# [Exercise prompt]
Go through the following data and transcribe exactly the stretch of lines from the one holding "contain any dense" to the one holding "any bear's black", both included.
== Entries provided
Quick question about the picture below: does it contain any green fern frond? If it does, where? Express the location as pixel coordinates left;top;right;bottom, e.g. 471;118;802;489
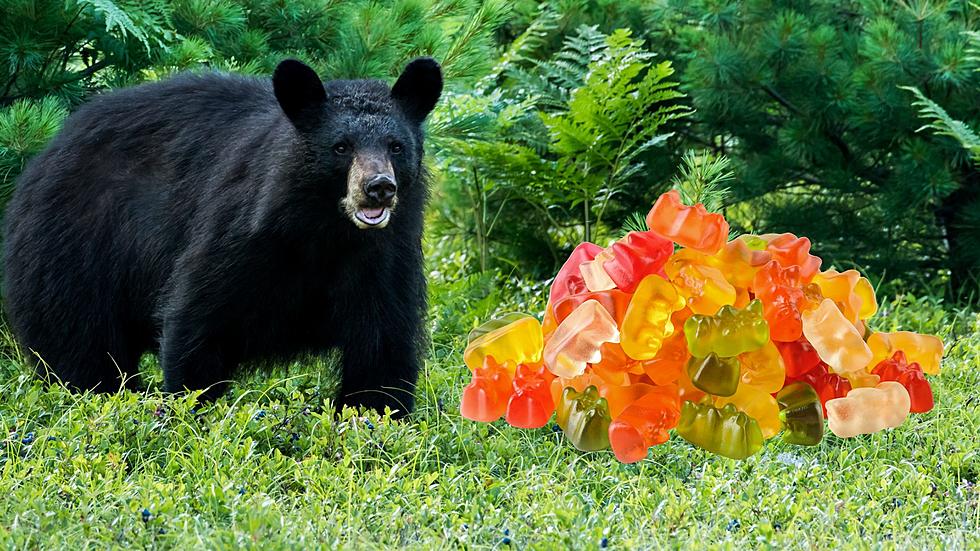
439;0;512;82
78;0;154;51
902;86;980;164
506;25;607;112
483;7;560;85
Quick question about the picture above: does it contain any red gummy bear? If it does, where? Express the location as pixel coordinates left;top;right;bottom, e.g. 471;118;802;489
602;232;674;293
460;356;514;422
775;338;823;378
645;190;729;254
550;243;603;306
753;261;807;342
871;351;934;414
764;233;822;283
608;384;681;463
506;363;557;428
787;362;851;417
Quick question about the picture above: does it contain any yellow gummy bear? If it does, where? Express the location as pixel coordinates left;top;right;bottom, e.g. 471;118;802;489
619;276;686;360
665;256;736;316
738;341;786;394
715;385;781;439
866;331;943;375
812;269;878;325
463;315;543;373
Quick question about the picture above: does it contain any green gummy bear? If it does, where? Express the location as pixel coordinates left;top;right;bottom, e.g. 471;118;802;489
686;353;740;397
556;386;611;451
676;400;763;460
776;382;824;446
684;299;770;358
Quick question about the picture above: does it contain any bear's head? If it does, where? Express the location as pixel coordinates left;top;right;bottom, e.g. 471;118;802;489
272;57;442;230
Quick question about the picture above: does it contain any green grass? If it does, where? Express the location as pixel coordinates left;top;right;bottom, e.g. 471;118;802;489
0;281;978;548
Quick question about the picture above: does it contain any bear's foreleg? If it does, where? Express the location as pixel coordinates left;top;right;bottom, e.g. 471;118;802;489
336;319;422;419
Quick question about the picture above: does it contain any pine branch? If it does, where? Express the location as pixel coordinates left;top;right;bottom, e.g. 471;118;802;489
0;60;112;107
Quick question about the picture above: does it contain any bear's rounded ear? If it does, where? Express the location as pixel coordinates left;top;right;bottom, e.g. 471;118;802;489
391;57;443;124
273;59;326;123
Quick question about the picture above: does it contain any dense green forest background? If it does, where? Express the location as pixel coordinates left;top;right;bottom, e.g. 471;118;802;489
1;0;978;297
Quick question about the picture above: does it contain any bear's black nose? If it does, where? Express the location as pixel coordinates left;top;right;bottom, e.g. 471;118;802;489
====
== Entries provided
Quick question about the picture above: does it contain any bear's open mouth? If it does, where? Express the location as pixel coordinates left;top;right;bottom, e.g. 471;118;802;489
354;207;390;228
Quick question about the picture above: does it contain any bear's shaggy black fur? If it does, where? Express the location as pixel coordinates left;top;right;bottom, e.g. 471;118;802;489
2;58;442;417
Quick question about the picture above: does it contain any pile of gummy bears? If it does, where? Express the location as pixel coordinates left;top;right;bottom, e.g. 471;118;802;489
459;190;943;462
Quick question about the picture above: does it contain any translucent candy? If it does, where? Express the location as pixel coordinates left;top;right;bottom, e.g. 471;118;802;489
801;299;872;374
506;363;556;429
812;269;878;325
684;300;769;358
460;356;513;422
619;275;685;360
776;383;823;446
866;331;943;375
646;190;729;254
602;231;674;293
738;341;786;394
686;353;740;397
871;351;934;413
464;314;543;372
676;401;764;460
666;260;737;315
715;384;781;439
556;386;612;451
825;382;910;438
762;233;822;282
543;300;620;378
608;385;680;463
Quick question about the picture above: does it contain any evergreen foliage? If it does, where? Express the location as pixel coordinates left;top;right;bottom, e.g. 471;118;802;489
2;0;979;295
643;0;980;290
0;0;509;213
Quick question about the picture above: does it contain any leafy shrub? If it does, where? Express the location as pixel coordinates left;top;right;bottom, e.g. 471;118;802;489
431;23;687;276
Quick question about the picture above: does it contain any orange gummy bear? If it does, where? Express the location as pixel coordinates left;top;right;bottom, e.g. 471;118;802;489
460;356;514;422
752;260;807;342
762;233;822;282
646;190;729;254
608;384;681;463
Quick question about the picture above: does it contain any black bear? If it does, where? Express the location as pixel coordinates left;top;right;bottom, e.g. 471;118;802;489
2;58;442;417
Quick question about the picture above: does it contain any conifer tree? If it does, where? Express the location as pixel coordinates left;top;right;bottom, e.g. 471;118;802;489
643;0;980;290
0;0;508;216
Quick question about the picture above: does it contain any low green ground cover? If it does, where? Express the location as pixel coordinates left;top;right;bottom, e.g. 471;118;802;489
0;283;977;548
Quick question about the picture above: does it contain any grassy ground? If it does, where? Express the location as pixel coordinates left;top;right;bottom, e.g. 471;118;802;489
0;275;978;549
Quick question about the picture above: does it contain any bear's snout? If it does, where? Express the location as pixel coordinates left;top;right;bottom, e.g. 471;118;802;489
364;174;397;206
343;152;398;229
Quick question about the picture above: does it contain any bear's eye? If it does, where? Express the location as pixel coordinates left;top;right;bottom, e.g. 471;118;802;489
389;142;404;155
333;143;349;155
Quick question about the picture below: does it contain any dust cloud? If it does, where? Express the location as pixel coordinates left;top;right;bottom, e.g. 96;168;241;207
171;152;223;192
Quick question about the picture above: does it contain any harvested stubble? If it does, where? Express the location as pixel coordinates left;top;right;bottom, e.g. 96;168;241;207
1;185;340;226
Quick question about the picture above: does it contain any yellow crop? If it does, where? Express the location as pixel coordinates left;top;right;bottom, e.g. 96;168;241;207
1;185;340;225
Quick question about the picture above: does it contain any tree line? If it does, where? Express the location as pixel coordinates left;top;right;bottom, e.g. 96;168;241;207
====
# [Exercise solution]
Quick question about the picture above: does it contain any dense green forest background? If it does, where? Express the location as pixel coordinates left;top;right;bottom, e.g. 471;118;802;489
1;0;978;297
Quick question about the picture above: does it contain any bear's black nose? If it does, where? Express the location as pixel coordinates left;top;right;bottom, e.g. 471;118;802;489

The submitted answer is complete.